[STUDY MATERIAL]

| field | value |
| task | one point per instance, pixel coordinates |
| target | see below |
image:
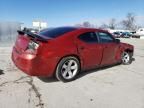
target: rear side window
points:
(55, 32)
(105, 37)
(89, 37)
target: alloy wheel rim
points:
(69, 69)
(125, 57)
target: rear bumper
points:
(34, 65)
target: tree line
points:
(129, 23)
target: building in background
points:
(8, 31)
(39, 25)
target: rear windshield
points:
(55, 32)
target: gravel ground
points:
(114, 87)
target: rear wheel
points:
(67, 69)
(126, 58)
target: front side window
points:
(105, 37)
(89, 37)
(55, 32)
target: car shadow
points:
(1, 72)
(48, 80)
(86, 72)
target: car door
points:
(89, 49)
(110, 48)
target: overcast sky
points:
(69, 12)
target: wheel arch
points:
(70, 55)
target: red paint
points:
(44, 60)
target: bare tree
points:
(112, 24)
(129, 22)
(85, 24)
(103, 26)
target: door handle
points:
(82, 47)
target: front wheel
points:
(126, 58)
(67, 69)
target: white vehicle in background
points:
(140, 33)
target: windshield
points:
(55, 32)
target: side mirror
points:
(117, 40)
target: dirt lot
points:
(114, 87)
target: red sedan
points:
(65, 51)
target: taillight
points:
(32, 47)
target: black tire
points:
(126, 58)
(60, 68)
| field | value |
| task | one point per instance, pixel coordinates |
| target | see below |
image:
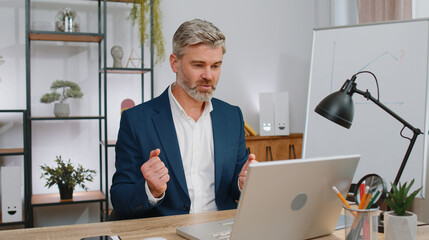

[/STUDY MATERIAL]

Only the text of the material belongs in your copy, which must match the original exactly.

TASK OUTPUT
| field | value |
| task | one point per instance, pixel coordinates |
| target | see below |
image:
target: rear side window
points:
(55, 32)
(105, 37)
(89, 37)
target: alloy wheel rim
points:
(69, 69)
(125, 57)
target: rear bumper
points:
(34, 65)
target: tree line
points:
(129, 23)
target: building in background
points:
(8, 31)
(39, 25)
target: rear windshield
points:
(55, 32)
target: gravel ground
points:
(114, 87)
target: rear wheel
points:
(67, 69)
(126, 58)
target: front side window
points:
(105, 37)
(89, 37)
(55, 32)
target: car shadow
points:
(1, 72)
(48, 80)
(86, 72)
target: car door
points:
(89, 49)
(110, 48)
target: overcast sky
points:
(69, 12)
target: wheel arch
points:
(70, 55)
target: red paint
points:
(44, 60)
target: bare tree
points:
(112, 24)
(129, 22)
(85, 24)
(103, 26)
target: door handle
points:
(82, 47)
target: front wheel
points:
(126, 58)
(67, 69)
target: white vehicle in background
points:
(140, 33)
target: windshield
points:
(55, 32)
target: side mirror
points:
(117, 40)
target: dirt lot
points:
(114, 87)
target: red sedan
points:
(65, 51)
target: taillight
points:
(32, 47)
target: black tire
points:
(126, 58)
(60, 68)
| field | value |
| task | one point per instance, pixel coordinates |
| target | see below |
image:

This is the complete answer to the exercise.